Hello experts
As a POC project, I've built a drill cluster on 5 VMs , each with the
following specs
32 GB ram
1 TB storage
16 Cores
Zookeeper quorum & apache drill installed on all 5 nodes. My storage
engine is mongo which has 5 million docs. (Our daily collection is close
to 2.5 million tweets)
*Problem*
My aggregation queries are slow, not fit for my realtime dashboard.
sample query as follows took 12.+ secs,
SELECT count(*) as cnt, actor_preferred_username from tweets where
posted_time >= '2016-08-01T00.00.00.000Z' and posted_time
<='2016-08-10T00.00.00.000Z' group by actor_preferred_username order
by cnt desc limit 10;
Pls. note that,
*In Drill*
1) I've changed the conf/drill-env.sh on each node with following
|export DRILL_HEAP=${DRILL_HEAP:-"8G”} export
DRILL_MAX_DIRECT_MEMORY=${DRILL_MAX_DIRECT_MEMORY:-"20G"}|
2) changed few setting based on the docs
<https://drill.apache.org/docs/sort-based-and-hash-based-memory-constrained-operators/>
*In Mongo*
data is sharded on 3 servers on shardkey tweet_id which distributes data
evenly on all shards and created compound index on fields used by the
above drill query.

- Written instruction A:
Count the lines in the records below that contain the string "segway", treating case as significant, and give only that number.

Dataset records
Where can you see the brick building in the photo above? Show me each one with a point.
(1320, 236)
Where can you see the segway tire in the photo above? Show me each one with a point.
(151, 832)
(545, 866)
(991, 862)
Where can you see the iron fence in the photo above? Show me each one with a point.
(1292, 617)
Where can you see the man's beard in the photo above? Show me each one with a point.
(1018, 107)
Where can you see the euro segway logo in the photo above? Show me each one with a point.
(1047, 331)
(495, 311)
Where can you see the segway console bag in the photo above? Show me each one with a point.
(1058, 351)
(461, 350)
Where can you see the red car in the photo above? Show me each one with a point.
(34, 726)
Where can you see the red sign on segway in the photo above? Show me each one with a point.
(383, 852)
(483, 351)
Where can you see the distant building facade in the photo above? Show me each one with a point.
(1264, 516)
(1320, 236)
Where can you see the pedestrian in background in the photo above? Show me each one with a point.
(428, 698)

- Written instruction B:
Repeat the passage from the post about slow Drill aggregation queries, from "Hello experts" up to and including "2.5 million tweets)".

- Correct output A:
4

- Correct output B:
Hello experts
As a POC project, I've built a drill cluster on 5 VMs , each with the
following specs
32 GB ram
1 TB storage
16 Cores
Zookeeper quorum & apache drill installed on all 5 nodes. My storage
engine is mongo which has 5 million docs. (Our daily collection is close
to 2.5 million tweets)